==== Information given
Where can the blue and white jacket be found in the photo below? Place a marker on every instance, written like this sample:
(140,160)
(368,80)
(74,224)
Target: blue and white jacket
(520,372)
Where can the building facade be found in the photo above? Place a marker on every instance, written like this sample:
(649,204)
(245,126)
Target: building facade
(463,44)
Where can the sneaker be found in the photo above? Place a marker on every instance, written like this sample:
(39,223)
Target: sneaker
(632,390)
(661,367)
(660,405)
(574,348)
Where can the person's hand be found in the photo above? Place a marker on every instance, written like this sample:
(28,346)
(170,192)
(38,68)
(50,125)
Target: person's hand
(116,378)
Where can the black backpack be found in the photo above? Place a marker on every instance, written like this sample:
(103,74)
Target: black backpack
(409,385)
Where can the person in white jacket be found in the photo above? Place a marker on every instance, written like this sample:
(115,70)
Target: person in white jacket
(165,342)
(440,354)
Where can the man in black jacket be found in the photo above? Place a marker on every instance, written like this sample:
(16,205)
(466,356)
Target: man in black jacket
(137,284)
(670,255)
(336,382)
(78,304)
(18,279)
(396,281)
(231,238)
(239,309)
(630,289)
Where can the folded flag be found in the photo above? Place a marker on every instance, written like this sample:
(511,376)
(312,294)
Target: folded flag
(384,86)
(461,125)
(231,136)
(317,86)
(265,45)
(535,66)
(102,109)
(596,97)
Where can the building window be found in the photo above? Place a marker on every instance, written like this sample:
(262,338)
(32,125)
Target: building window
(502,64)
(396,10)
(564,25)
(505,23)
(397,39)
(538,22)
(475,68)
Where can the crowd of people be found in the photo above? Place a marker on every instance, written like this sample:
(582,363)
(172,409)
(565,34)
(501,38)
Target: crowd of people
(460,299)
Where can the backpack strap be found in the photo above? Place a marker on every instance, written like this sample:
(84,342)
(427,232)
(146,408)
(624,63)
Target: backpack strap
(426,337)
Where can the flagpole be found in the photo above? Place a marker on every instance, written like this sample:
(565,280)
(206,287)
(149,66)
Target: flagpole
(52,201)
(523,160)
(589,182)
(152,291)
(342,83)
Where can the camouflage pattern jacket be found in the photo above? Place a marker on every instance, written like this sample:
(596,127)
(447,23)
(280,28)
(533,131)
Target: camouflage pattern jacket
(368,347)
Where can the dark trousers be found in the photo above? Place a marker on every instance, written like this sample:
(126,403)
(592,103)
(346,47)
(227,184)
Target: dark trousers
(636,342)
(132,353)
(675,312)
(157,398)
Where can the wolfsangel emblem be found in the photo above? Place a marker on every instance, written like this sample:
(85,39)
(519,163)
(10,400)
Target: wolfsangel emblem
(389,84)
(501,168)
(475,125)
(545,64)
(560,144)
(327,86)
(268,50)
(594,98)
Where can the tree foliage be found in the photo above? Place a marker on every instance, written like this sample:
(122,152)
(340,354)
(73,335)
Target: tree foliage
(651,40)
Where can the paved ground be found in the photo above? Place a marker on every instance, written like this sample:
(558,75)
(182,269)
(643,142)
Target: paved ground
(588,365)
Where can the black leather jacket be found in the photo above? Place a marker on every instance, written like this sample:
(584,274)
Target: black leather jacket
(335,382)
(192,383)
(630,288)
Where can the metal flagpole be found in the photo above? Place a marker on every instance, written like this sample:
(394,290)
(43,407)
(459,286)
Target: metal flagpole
========
Reproduce the records from the line containing "Where can the tree" through the end of the records, requests included, and offset every answer coordinate by adding 5 to each of its numbers while leaving the sample points unchanged.

Where can the tree foliage be found in the photo above? Place a marker on every instance, written like this sample:
(122,152)
(340,354)
(73,335)
Target: tree foliage
(656,45)
Where can the paved ground be found in the photo above? Place a marker on every instance, written like this sample:
(558,75)
(182,269)
(643,142)
Target: paved ground
(593,370)
Where can the black leather jacket be found in the photo above? Place a marker on every instance, written like this sample:
(584,274)
Target: black leather jacket
(340,387)
(197,388)
(635,293)
Where can the metal flagpole be found in the photo above? Place a marker on every instance, written like this sample:
(394,290)
(43,407)
(459,286)
Target: metal flagpole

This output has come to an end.